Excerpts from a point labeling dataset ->
******************************

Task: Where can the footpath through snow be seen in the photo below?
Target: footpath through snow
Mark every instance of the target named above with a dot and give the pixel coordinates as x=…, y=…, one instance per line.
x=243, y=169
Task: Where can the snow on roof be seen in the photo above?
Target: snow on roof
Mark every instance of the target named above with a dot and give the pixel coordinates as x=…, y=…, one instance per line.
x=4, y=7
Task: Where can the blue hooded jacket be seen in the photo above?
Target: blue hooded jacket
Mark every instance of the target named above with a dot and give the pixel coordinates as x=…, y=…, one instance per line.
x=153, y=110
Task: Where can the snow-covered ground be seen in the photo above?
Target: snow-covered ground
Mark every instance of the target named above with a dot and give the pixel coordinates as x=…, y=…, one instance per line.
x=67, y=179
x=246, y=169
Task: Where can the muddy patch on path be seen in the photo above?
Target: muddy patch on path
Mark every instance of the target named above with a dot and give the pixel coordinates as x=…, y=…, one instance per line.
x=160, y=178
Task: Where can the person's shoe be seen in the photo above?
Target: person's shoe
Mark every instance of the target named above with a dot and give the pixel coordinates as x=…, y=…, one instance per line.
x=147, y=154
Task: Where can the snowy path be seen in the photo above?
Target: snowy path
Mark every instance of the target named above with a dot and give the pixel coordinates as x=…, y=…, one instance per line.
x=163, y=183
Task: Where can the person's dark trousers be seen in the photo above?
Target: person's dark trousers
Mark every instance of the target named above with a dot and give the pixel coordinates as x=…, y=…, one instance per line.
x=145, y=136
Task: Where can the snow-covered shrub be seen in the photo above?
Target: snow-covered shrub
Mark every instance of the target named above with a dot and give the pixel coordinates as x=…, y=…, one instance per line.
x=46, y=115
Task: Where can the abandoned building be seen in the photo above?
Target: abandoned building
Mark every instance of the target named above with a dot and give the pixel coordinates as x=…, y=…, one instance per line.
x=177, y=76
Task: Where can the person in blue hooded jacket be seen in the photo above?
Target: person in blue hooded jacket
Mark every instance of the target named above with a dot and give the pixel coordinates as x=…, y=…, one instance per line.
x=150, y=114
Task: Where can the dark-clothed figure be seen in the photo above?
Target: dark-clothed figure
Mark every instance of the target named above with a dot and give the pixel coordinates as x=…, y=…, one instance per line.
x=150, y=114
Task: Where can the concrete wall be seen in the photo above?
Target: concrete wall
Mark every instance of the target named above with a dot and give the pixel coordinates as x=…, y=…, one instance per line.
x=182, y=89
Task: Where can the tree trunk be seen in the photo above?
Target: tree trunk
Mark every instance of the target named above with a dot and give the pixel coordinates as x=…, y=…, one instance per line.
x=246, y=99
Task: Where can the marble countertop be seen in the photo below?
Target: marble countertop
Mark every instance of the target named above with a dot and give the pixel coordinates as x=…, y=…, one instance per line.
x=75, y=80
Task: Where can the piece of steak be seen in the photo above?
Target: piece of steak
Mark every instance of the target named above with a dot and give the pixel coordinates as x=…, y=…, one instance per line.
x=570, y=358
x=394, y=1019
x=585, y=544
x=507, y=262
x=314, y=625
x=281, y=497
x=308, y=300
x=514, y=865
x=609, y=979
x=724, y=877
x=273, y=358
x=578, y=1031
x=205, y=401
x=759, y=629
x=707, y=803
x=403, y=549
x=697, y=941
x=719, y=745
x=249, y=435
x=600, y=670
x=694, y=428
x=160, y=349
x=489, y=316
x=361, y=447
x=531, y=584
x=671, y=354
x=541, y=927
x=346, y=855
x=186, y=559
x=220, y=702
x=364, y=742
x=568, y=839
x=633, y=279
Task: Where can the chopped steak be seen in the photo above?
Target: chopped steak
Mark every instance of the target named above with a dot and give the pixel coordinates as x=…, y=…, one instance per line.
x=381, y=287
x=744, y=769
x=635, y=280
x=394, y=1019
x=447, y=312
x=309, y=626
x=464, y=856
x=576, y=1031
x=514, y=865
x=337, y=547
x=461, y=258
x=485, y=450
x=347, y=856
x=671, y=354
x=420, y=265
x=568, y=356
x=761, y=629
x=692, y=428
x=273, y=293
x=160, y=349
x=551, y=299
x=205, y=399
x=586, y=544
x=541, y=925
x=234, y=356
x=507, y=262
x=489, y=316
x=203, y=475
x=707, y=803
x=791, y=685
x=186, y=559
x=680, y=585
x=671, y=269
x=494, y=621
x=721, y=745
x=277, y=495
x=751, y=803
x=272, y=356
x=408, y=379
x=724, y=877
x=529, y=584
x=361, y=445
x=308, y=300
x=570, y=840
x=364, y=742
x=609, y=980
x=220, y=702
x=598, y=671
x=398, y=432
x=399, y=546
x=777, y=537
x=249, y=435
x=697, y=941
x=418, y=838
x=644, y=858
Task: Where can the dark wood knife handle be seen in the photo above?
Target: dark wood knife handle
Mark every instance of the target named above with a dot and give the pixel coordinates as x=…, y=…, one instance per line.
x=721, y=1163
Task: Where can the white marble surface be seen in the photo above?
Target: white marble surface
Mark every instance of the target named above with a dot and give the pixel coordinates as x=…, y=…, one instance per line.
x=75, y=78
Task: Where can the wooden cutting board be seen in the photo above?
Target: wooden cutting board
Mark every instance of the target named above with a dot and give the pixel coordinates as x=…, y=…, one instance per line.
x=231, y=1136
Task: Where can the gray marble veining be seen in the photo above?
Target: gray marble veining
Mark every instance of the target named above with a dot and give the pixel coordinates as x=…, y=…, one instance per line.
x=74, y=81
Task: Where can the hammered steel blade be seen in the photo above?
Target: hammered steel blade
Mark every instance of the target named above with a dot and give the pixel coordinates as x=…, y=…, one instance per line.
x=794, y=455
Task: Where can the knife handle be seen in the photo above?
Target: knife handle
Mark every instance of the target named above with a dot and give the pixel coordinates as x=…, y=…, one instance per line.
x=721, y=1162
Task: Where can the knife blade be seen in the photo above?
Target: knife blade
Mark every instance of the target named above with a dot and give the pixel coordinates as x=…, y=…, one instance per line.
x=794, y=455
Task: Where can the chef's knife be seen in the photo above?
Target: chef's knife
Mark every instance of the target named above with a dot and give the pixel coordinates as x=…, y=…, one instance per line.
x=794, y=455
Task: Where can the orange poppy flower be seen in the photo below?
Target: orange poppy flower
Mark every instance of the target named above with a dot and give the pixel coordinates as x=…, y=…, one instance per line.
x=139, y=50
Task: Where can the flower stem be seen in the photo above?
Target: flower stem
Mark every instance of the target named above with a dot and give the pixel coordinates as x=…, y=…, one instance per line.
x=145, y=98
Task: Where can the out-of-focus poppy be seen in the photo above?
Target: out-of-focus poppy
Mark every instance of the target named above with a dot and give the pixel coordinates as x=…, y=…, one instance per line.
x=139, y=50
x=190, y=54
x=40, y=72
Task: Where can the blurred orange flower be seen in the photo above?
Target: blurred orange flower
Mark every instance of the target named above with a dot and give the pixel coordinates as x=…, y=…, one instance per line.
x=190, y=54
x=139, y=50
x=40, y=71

******************************

Given exercise ->
Reproduce all of the lines above, keeping every word and number unchanged.

Correct output ->
Task: Where can the footpath through snow be seen in the photo below?
Target: footpath through snow
Mark every instance of the target named above with a dot and give the pixel coordinates as x=…, y=…, one instance per line.
x=243, y=169
Task: Where can the snow on roof be seen in the photo above?
Target: snow on roof
Mark every instance of the target named above with a dot and give the pixel coordinates as x=…, y=…, one instance per line.
x=4, y=7
Task: Where can the blue hooded jacket be seen in the photo above?
Target: blue hooded jacket
Mark every instance of the target named above with a dot and give the pixel coordinates as x=…, y=…, one instance per line.
x=153, y=110
Task: Where can the snow-covered ground be seen in the photo above?
Target: snow-covered ground
Mark every instance of the target named above with a dot and give the pixel coordinates as x=…, y=…, one instance per line.
x=67, y=179
x=246, y=169
Task: Where can the muddy patch on path be seen in the photo above?
Target: muddy patch on path
Mark every instance of the target named above with a dot and give the pixel coordinates as x=…, y=…, one instance per line.
x=160, y=178
Task: Where can the person's shoe be seen in the photo above?
Target: person's shoe
Mark every instance of the target named above with a dot and give the pixel coordinates as x=…, y=…, one instance per line.
x=147, y=154
Task: Where can the snowy path be seen in the photo above?
Target: snowy path
Mark every instance of the target named above with a dot and give the pixel coordinates as x=…, y=…, one instance per line.
x=163, y=183
Task: Where can the person's dark trousers be seen in the photo above?
Target: person's dark trousers
Mark every instance of the target named above with a dot and give the pixel coordinates as x=…, y=…, one instance per line.
x=145, y=136
Task: Where can the snow-covered shrub be seen in the photo above?
Target: snow-covered shrub
Mark every instance of the target named above with a dot and give the pixel coordinates as x=…, y=…, one instance per line.
x=46, y=115
Task: Where can the abandoned building be seen in the photo above?
Target: abandoned building
Mark every instance of the target named above with a dot and give the pixel coordinates as x=…, y=…, one instance per line.
x=177, y=76
Task: Where can the person in blue hooded jacket be seen in the photo above?
Target: person in blue hooded jacket
Mark every instance of the target named above with a dot and give the pixel coordinates as x=…, y=…, one instance per line.
x=150, y=114
Task: Where can the dark-clothed figure be seen in the photo above?
Target: dark-clothed figure
Mark every instance of the target named above with a dot and give the pixel coordinates as x=…, y=…, one instance per line.
x=150, y=114
Task: Where can the concrete wall be seen in the photo above?
Target: concrete wall
Mark every instance of the target named above with a dot and give the pixel coordinates as x=…, y=…, one instance per line.
x=182, y=89
Task: Where can the tree trunk be seen in the photo above?
Target: tree trunk
Mark every instance of the target named above with a dot and give the pixel coordinates as x=…, y=…, one instance per line.
x=246, y=99
Task: Where can the marble countertop be seen in the photo below?
Target: marble countertop
Mark every instance of the target named above with a dot and give the pixel coordinates as x=…, y=…, one instance per line.
x=75, y=80
Task: Where can the piece of steak be seen in the photo above?
Target: piece of steak
Mark every instance of the target named above with a dot and give the pixel coordinates as x=…, y=…, one instance per line.
x=570, y=358
x=394, y=1019
x=585, y=544
x=507, y=262
x=314, y=625
x=281, y=497
x=308, y=300
x=514, y=865
x=609, y=979
x=724, y=877
x=273, y=358
x=578, y=1031
x=205, y=401
x=759, y=629
x=707, y=803
x=403, y=549
x=697, y=941
x=719, y=745
x=249, y=435
x=600, y=670
x=694, y=428
x=160, y=349
x=489, y=316
x=361, y=447
x=531, y=584
x=671, y=354
x=541, y=927
x=346, y=855
x=186, y=559
x=220, y=702
x=364, y=742
x=568, y=839
x=633, y=279
Task: Where can the chopped steak be seen in the photo above?
Target: chopped steak
Mark every instance of the target named above with a dot and give the pixel coordinates as x=…, y=…, one instance per line.
x=381, y=287
x=744, y=769
x=635, y=280
x=394, y=1019
x=447, y=312
x=309, y=626
x=464, y=856
x=576, y=1031
x=514, y=865
x=337, y=547
x=461, y=258
x=485, y=450
x=347, y=856
x=671, y=354
x=420, y=265
x=568, y=356
x=761, y=629
x=692, y=428
x=273, y=293
x=160, y=349
x=551, y=299
x=205, y=399
x=586, y=544
x=541, y=925
x=234, y=356
x=507, y=262
x=489, y=316
x=203, y=475
x=707, y=803
x=791, y=685
x=186, y=559
x=680, y=585
x=671, y=269
x=494, y=621
x=721, y=745
x=277, y=495
x=751, y=803
x=272, y=356
x=408, y=379
x=724, y=877
x=529, y=584
x=361, y=445
x=308, y=300
x=570, y=840
x=364, y=742
x=609, y=980
x=220, y=702
x=598, y=671
x=398, y=432
x=399, y=546
x=777, y=537
x=249, y=435
x=697, y=941
x=418, y=838
x=644, y=858
Task: Where can the dark wood knife handle be seen in the photo above?
Target: dark wood knife handle
Mark every instance of the target named above with a dot and give the pixel coordinates as x=…, y=…, one instance per line.
x=721, y=1163
Task: Where can the white marble surface be seen in the photo above?
Target: white marble surface
Mark every instance of the target named above with a dot and give the pixel coordinates as x=…, y=…, one instance per line.
x=75, y=78
Task: Where can the wooden cutting board be seen in the photo above?
Target: wooden cutting board
Mark every instance of the target named above with a dot and give the pixel coordinates as x=…, y=…, one instance per line.
x=231, y=1136
Task: Where can the gray marble veining be seen in the photo above?
Target: gray marble veining
Mark every instance of the target named above with a dot and give the pixel coordinates as x=…, y=…, one instance per line.
x=74, y=81
Task: Where can the hammered steel blade be seen in the photo above?
Target: hammered steel blade
Mark every instance of the target named above with a dot and give the pixel coordinates as x=…, y=…, one instance per line.
x=794, y=455
Task: Where can the knife handle be seen in the photo above?
Target: knife handle
Mark every instance of the target named above with a dot and give the pixel coordinates as x=…, y=…, one instance per line.
x=721, y=1162
Task: Where can the knife blade be seen in the photo above?
Target: knife blade
Mark every instance of the target named above with a dot and give the pixel coordinates as x=…, y=…, one instance per line.
x=794, y=455
Task: Where can the chef's knife be seen in the photo above?
Target: chef's knife
Mark every instance of the target named above with a dot and give the pixel coordinates as x=…, y=…, one instance per line.
x=794, y=455
Task: Where can the orange poppy flower be seen in the photo below?
Target: orange poppy flower
Mark every instance of the target named above with a dot and give the pixel coordinates as x=…, y=…, one instance per line.
x=139, y=50
Task: Where can the flower stem be seen in the photo above?
Target: flower stem
Mark every instance of the target named above with a dot and give the pixel coordinates as x=…, y=…, one instance per line.
x=145, y=98
Task: Where can the out-of-focus poppy be seen in the photo above?
Target: out-of-focus poppy
Mark every instance of the target named above with a dot and give the pixel coordinates as x=…, y=…, one instance per line.
x=139, y=50
x=190, y=54
x=40, y=72
Task: Where can the blurred orange flower be seen in the photo above?
Target: blurred orange flower
Mark every instance of the target named above with a dot and give the pixel coordinates as x=…, y=…, one instance per line.
x=190, y=54
x=139, y=50
x=40, y=71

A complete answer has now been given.